Data listing —
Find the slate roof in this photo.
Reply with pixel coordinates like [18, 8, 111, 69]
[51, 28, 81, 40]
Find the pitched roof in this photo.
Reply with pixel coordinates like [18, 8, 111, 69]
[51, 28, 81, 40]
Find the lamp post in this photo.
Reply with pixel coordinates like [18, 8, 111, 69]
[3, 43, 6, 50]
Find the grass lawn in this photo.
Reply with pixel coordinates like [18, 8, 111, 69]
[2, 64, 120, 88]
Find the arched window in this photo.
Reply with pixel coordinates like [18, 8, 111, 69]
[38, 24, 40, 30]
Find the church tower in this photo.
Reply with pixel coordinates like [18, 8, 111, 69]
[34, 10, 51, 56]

Required work — List each line above that contains the string "roof". Case counts.

Result for this exercise —
Find the slate roof in this photo.
Find the pitched roof in this photo.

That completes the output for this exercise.